**PROBLEM TO SOLVE**
Look for the word "below" in the entries and copy each line where it appears.

**TASK INPUT**
▼▼▼
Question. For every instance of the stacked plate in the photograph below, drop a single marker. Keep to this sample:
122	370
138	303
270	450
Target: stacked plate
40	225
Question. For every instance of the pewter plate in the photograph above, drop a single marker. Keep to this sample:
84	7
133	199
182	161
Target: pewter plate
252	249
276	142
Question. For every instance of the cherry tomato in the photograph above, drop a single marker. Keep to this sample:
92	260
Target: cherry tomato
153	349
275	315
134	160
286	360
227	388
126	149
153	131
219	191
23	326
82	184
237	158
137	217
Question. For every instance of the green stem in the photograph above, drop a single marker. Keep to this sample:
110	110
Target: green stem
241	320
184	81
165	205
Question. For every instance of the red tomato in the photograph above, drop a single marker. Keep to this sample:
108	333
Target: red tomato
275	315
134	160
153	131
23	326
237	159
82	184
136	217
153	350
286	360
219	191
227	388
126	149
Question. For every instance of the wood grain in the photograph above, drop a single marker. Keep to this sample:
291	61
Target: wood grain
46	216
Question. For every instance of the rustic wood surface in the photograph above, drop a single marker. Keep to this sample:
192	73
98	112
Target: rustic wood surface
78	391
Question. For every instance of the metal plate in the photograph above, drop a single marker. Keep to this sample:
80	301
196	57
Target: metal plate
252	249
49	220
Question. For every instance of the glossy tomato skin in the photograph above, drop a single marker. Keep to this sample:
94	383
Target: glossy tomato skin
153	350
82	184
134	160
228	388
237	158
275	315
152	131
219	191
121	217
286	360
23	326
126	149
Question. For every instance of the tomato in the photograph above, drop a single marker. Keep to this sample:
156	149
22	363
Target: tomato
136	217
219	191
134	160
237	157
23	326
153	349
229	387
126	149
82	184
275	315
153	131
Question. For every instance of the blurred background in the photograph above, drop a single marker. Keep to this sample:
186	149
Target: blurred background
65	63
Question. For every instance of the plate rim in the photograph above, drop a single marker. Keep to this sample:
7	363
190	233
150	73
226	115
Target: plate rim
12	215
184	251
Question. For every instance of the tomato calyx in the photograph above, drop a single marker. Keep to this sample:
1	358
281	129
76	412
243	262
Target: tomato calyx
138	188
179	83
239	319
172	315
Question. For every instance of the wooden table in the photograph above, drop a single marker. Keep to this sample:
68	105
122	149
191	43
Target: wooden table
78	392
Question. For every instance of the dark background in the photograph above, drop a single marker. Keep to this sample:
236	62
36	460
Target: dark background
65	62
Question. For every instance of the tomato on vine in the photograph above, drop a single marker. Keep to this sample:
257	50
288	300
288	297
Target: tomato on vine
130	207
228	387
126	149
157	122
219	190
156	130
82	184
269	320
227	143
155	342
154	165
▲▲▲
▼▼▼
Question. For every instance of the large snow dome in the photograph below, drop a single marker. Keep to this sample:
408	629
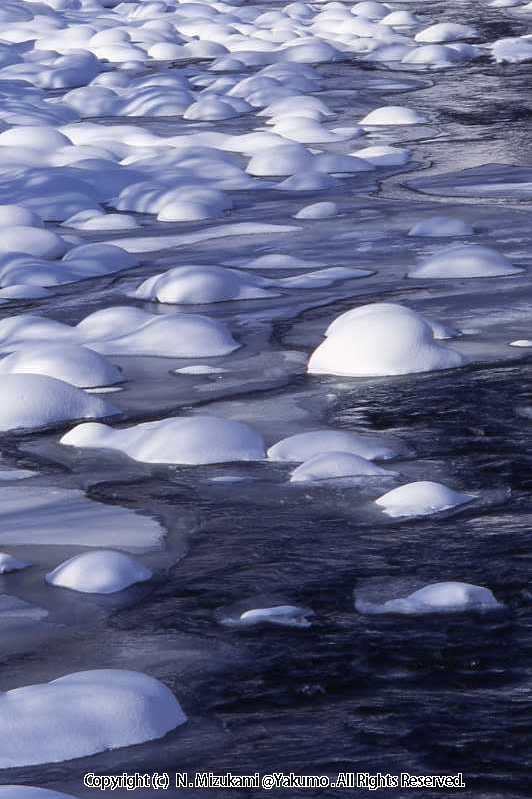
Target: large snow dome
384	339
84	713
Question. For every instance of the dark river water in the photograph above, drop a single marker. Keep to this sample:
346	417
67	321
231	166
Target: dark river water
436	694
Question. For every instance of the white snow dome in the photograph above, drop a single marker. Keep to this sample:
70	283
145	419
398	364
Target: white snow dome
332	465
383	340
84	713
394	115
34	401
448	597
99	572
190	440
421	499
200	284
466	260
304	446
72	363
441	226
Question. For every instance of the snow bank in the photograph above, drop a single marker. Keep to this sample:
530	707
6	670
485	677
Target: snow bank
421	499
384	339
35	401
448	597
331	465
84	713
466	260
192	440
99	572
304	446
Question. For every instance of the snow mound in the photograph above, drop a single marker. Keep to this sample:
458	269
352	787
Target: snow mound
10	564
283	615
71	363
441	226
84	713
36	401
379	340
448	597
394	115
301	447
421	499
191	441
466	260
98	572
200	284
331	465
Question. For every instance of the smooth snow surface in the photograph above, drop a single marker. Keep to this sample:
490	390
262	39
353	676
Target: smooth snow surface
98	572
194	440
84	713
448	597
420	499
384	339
▲▲▲
**COMPLETED EXERCISE**
Question. For every instance of the stacked plate in the photograph below, drop a single marker. Keep to this sample:
Question. For every instance of the large snow dome in the photograph below, drop a single marker. Keep to this sample:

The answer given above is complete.